## What is expected
Provide again, from the entries below, every line from the one containing "pixel 83 233" through the one containing "pixel 306 2", exactly as written, and no other line.

═══ Information given

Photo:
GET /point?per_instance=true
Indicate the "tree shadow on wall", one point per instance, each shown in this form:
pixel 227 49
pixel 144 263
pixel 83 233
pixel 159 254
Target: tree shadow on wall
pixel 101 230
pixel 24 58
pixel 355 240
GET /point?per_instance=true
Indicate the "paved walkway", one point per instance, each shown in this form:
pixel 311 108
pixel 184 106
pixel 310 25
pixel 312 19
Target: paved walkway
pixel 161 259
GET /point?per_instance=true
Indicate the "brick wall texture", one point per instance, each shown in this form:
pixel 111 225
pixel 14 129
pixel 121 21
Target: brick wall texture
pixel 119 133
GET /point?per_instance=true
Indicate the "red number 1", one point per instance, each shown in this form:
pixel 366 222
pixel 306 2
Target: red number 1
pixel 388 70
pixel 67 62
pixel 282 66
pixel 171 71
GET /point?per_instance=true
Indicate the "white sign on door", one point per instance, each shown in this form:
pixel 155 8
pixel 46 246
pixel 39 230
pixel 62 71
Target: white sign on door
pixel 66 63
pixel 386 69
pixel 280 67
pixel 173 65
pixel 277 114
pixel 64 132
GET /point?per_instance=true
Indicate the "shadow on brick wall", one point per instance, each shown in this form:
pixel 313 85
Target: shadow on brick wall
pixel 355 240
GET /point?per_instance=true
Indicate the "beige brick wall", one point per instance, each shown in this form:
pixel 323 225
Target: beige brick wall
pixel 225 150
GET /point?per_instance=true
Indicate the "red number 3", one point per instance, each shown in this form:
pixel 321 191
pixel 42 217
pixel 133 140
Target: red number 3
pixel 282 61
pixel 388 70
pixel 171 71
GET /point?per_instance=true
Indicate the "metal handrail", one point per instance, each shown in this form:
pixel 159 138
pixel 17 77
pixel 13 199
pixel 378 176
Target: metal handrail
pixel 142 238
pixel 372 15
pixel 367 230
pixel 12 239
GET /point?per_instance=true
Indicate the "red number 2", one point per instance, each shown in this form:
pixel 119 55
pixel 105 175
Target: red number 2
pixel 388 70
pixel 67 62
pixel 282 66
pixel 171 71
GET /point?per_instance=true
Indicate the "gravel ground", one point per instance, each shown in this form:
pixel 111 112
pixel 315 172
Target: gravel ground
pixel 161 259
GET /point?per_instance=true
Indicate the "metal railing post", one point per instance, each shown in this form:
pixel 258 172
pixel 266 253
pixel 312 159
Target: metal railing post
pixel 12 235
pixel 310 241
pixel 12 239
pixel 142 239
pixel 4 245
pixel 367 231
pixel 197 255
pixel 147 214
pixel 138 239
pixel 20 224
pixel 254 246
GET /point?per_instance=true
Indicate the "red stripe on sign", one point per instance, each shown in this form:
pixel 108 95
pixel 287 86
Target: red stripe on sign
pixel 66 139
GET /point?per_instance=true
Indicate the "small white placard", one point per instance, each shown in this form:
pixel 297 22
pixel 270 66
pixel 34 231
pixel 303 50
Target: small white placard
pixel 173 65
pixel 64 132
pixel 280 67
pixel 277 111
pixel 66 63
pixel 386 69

══════
═══ Information given

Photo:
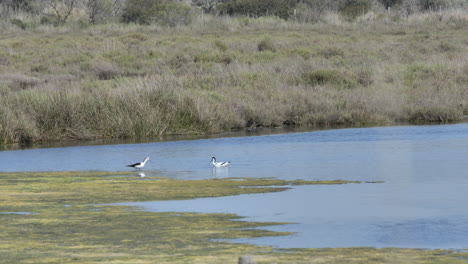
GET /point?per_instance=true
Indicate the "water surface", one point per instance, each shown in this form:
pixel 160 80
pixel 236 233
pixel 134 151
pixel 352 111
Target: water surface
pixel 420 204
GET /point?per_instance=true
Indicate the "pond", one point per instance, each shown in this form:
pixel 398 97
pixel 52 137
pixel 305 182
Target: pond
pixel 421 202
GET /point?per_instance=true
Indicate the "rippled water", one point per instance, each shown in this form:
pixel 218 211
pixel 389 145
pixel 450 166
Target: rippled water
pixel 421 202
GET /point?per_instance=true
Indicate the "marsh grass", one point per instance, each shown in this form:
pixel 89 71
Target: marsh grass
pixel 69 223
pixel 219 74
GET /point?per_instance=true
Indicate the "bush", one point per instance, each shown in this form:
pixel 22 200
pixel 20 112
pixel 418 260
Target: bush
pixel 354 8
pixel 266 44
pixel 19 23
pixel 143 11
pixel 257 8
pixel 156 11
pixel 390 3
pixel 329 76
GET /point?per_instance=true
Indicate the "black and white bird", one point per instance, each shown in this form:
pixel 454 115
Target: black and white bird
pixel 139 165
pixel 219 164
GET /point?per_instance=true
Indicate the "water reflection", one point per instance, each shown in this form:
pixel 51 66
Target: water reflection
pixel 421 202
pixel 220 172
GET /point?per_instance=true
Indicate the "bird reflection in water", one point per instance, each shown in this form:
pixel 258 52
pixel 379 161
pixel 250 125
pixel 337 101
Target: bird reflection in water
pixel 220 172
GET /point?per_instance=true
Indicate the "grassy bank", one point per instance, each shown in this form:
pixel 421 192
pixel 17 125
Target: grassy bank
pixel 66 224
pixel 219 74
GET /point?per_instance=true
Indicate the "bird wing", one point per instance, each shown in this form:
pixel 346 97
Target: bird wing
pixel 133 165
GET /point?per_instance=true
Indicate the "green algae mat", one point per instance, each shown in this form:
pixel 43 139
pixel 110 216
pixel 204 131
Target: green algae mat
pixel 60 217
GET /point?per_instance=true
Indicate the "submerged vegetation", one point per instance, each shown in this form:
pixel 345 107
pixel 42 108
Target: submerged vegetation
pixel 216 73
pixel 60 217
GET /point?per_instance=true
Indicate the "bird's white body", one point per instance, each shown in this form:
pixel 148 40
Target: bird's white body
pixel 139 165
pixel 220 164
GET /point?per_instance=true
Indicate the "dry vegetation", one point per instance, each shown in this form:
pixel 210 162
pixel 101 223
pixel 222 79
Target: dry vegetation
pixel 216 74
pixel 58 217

══════

## Response area
pixel 83 233
pixel 159 254
Target: tree shadow on wall
pixel 101 230
pixel 24 58
pixel 355 240
GET /point?per_instance=true
Indicate the "paved walkway", one point per instance, each shown in this form:
pixel 311 108
pixel 184 106
pixel 310 25
pixel 312 19
Target: paved walkway
pixel 161 259
GET /point?per_instance=true
Indicate the "brick wall texture", one point per instance, each shown in this form:
pixel 111 225
pixel 14 129
pixel 121 21
Target: brick wall texture
pixel 119 133
GET /point?per_instance=true
Indicate the "red number 1", one point per instance, each shown in this form:
pixel 366 222
pixel 306 2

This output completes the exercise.